Reproduce verbatim, and with nothing else, the lines of the listing below, starting at the line that contains "Task: locate the monterey canning" and ending at the line that contains "x=327 y=189", both of those lines included.

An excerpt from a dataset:
______

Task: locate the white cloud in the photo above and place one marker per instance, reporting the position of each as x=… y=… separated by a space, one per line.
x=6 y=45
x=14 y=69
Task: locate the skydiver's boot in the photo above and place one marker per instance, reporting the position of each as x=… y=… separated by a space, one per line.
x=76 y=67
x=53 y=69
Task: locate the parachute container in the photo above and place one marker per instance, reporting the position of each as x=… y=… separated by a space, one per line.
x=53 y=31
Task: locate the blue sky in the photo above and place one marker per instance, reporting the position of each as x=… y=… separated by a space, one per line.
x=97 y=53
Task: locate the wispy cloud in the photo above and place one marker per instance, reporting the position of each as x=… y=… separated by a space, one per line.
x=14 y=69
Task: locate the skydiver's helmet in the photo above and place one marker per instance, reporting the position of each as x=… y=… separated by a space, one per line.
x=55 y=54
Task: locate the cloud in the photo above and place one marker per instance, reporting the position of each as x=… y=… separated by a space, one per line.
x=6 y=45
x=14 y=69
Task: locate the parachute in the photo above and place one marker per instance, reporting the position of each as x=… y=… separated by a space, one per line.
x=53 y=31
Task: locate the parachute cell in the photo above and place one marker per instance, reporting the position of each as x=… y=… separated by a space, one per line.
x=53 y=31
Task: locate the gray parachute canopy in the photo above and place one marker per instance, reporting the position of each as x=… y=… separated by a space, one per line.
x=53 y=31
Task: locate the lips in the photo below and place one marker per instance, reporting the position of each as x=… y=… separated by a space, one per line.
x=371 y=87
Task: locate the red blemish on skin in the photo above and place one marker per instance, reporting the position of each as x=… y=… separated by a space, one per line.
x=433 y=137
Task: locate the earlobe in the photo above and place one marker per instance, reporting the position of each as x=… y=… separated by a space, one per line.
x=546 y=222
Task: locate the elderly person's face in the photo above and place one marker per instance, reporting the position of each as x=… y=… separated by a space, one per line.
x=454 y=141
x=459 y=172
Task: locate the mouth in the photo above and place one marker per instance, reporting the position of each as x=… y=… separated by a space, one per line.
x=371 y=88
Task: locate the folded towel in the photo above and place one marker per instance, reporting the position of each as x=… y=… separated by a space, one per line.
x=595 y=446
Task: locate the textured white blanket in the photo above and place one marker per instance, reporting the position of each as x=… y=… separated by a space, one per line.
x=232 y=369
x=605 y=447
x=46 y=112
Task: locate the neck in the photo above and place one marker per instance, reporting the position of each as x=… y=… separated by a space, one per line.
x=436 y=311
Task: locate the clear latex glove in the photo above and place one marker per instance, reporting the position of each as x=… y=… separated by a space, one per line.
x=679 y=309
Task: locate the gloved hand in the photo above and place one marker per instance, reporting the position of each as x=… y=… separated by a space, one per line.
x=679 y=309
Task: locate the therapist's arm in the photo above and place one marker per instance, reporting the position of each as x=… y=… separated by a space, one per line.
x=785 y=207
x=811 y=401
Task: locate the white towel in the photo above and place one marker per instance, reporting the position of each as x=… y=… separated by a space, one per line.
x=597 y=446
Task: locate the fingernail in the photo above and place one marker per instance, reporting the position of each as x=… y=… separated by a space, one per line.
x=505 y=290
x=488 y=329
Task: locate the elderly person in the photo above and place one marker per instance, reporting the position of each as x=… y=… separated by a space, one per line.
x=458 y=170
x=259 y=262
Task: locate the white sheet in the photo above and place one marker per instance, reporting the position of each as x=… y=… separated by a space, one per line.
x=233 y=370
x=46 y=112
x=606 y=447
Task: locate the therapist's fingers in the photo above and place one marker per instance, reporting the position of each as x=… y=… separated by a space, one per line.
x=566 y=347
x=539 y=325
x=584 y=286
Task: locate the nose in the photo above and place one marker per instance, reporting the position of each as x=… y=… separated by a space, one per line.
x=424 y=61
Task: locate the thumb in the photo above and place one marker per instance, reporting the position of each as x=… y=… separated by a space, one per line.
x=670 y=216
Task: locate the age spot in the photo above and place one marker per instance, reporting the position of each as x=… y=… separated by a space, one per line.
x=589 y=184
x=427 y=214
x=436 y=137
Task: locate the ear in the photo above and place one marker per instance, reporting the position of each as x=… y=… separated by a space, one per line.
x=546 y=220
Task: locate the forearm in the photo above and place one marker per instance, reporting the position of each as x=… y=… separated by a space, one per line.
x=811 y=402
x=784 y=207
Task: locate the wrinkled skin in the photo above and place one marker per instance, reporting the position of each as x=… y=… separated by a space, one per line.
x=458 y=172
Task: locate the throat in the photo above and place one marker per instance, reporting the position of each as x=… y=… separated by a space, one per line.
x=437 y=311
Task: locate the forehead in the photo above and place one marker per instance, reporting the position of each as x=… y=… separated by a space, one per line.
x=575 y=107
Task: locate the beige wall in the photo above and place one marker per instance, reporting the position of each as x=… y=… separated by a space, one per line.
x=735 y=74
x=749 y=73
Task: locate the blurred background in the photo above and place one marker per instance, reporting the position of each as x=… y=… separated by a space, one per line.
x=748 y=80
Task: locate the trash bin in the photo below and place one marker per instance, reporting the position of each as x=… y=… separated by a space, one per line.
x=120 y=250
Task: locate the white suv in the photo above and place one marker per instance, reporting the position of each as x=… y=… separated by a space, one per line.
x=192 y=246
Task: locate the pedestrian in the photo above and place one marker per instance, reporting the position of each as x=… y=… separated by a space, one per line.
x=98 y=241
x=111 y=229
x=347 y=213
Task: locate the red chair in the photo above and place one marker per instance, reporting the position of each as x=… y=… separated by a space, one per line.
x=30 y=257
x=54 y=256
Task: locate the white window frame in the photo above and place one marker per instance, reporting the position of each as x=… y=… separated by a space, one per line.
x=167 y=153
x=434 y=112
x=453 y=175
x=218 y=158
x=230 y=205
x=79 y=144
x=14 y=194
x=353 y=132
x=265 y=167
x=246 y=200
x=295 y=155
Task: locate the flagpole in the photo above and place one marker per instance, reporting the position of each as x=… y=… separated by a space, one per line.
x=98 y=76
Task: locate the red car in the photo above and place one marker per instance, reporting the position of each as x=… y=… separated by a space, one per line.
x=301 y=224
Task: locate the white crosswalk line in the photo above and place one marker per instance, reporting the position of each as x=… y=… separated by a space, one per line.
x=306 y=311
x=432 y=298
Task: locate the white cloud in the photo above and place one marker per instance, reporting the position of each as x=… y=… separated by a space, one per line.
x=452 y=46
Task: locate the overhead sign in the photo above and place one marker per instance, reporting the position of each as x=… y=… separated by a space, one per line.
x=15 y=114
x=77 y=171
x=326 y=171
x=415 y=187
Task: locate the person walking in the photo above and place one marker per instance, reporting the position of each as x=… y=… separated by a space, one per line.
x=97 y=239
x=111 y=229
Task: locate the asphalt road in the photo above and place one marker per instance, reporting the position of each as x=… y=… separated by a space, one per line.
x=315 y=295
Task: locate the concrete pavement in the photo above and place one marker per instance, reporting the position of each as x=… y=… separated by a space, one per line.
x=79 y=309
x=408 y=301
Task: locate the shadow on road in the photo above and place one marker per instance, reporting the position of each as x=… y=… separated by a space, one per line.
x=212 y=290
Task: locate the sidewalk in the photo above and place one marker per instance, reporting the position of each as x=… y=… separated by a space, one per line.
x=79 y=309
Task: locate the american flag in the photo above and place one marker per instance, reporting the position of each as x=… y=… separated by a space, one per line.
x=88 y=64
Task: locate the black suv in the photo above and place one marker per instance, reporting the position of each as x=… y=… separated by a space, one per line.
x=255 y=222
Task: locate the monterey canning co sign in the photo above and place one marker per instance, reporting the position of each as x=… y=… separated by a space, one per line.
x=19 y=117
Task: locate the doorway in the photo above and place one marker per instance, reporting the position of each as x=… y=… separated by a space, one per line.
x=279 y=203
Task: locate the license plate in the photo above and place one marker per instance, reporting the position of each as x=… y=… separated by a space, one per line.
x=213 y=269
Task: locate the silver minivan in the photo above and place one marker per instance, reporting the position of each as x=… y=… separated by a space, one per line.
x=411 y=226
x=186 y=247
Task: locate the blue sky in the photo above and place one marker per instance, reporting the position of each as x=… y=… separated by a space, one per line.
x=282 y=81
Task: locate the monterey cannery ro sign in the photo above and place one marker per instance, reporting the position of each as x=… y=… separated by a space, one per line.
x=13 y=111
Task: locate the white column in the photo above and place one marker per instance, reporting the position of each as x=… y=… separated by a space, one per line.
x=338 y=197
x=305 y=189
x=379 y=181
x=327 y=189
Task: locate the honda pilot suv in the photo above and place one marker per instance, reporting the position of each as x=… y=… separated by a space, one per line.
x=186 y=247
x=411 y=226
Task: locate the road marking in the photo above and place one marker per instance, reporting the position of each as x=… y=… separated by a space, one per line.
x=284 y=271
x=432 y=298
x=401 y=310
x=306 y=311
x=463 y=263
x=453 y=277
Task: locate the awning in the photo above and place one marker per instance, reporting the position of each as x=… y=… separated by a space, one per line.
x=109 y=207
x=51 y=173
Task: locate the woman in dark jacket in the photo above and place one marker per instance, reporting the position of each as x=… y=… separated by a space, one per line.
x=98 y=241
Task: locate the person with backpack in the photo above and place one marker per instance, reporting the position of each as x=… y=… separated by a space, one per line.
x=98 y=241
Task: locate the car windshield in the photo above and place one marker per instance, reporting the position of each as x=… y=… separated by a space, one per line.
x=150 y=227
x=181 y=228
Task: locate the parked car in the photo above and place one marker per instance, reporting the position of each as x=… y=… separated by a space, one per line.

______

> **Full output**:
Task: locate the monterey canning co sign in the photo above and place one marker per instance, reporting the position of each as x=… y=… separated by a space, one per line.
x=19 y=117
Task: locate the doorway in the photo above and place one marker per instance, reporting the position of each as x=… y=… separated by a space, one per line.
x=279 y=203
Task: locate the license plate in the photo above and place one marker per instance, reporting the position of each as x=… y=… separated by a space, one per line.
x=213 y=269
Task: locate the silver minivan in the photo above and place one marker per instance, reporting the position of each as x=… y=… separated by a space, one per line.
x=411 y=226
x=186 y=247
Task: locate the blue sky in the photo above and place one marker per instance, reporting the position of each as x=… y=… separated by a space, one per line.
x=282 y=81
Task: locate the monterey cannery ro sign in the photo above and place one marker per instance, reporting the position of each as x=… y=… separated by a space, one per line.
x=13 y=111
Task: locate the white column in the photo above and place one marker per instance, reporting the position of each as x=… y=… separated by a space, one per line.
x=338 y=197
x=305 y=189
x=379 y=181
x=327 y=189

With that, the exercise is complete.